| THE REQUEST |
Please reproduce every line of the material below word for word, leaving out the pictures.

| RECORDS SHOWN |
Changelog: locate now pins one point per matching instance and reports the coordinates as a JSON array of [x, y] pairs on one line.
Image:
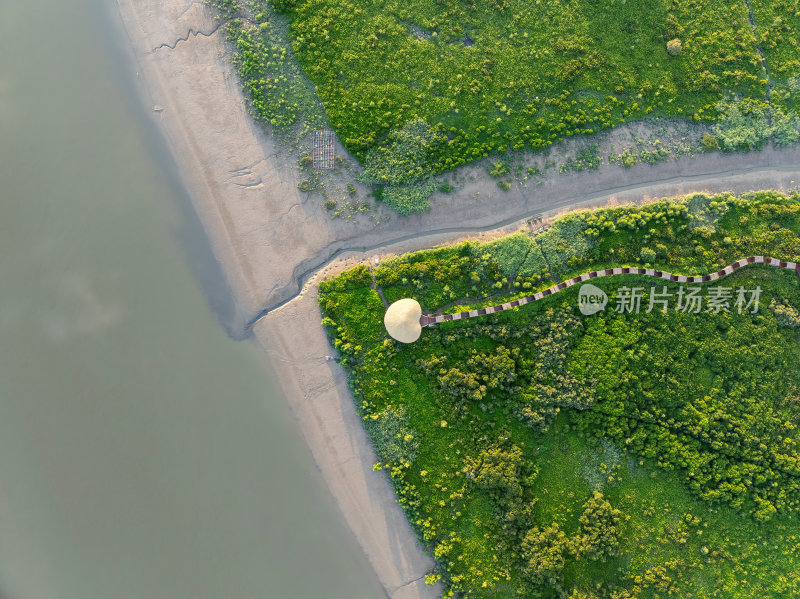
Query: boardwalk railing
[[431, 319]]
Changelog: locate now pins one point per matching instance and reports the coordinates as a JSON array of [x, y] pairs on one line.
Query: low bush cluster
[[540, 453]]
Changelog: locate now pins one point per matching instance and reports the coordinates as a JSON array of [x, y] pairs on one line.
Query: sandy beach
[[275, 244]]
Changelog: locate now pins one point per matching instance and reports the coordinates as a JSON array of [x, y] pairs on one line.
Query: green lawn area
[[512, 73], [541, 453]]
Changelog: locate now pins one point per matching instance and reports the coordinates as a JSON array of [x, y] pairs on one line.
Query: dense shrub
[[635, 455]]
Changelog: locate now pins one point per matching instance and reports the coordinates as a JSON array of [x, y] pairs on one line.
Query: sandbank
[[276, 242]]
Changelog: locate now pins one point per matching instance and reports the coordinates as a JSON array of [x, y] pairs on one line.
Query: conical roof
[[402, 320]]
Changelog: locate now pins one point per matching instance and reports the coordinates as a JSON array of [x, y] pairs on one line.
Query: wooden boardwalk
[[431, 319]]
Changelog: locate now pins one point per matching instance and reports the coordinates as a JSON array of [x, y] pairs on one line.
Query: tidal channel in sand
[[142, 452]]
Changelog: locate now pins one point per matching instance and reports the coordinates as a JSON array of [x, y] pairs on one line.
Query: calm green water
[[143, 454]]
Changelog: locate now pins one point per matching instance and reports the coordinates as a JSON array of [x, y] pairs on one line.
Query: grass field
[[540, 453], [513, 74], [416, 88]]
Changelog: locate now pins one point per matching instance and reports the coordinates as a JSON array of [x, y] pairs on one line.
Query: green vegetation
[[416, 88], [280, 94], [510, 74], [623, 455]]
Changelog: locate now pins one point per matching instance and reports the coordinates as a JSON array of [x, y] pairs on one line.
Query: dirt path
[[431, 319]]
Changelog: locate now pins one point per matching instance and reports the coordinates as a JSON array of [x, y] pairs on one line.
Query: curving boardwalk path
[[431, 319]]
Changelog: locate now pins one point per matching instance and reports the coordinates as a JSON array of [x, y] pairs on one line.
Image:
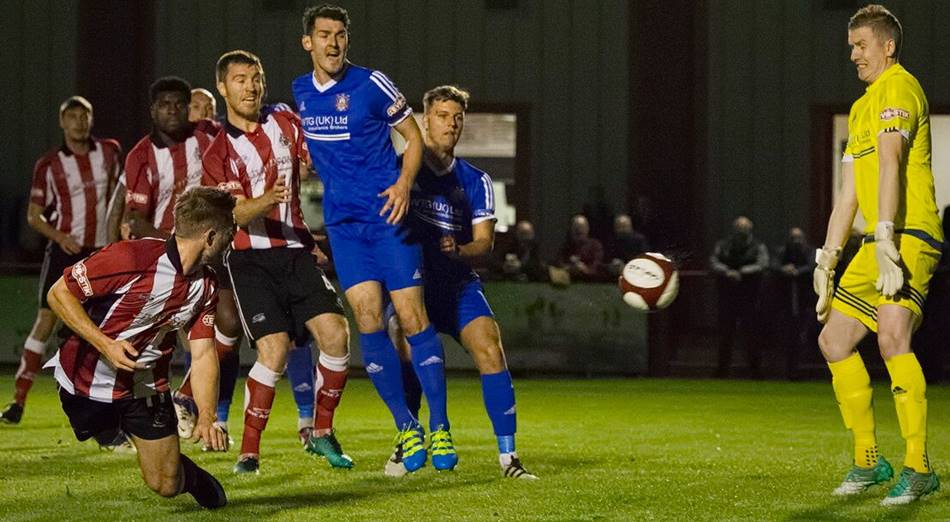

| SOLUTION |
Changelog: locate now pins one point per matching instance and reports the coordinates as a JSON array of [x, y] pairs on one line.
Image:
Query: boardwalk railing
[[431, 319]]
Changelog: locate now pins one point per matching instance and reports the coordinates as a JSON array of [x, y] pairs on one line.
Query: low bush cluster
[[540, 453]]
Changelog: locate now pins one point per matching instance and reports the coordinates as a JSON array of [x, y] pairs on one line.
Query: sandy beach
[[275, 244]]
Changelog: locate now pins one point per matching instance and reports the coordinates as a JSON array of [x, y] pairs on one line.
Query: green lawn area
[[512, 73], [541, 453]]
Changelog: locate now pins one point per matching instance and reports the coordinates as a JSON array of [x, y] pairs on one line.
Query: dense shrub
[[635, 455]]
Changelog: locate now pins one point per matching instance and reports the coordinates as a JSON array of [x, y] pairs on one line.
Query: sandbank
[[276, 242]]
Changelog: locate now pins one point per matching instance and reports the coordinates as a JSON array of [x, y] pairs on one line.
Query: conical roof
[[402, 320]]
Changelog: locate now pins one point per matching instance and reports the coordinates as a JSON array of [x, y] pairs on one line.
Query: wooden boardwalk
[[431, 319]]
Changelog: locate now pins one point per matching instance and reports the coordinates as a JSON array of [x, y] pairs on one line.
Query: tidal channel in sand
[[142, 452]]
Changelog: locate now pins one point per matching instance and reports the coordinates as a JSON array of [x, y] pairs on one line.
Query: calm green water
[[143, 454]]
Changelog: locate now pins one point per matching instance and reports the coordinates as a JSON array of [x, y] pairs on one line.
Query: grass field
[[540, 453], [513, 74], [416, 88]]
Changelog: locate now pins one point per matching instance and reports the coordinates as a JSON array of [x, y] pairs on one line.
Query: green vegetation
[[416, 88], [280, 94], [510, 74], [623, 455]]
Changelog: locate now pins one point per matching instance and reports the coordinates as a JSON array of [x, y] pairs on one line.
Query: dirt path
[[431, 319]]
Changelog: locate now pins one point per matching instance and reports the coordinates as a JSON array of [x, y] pairs on one line.
Query: curving boardwalk path
[[431, 319]]
Changelog: locate now pins one point per matching instance and reports the coordinates as a JSON array of [x, y] pairs on one line.
Image:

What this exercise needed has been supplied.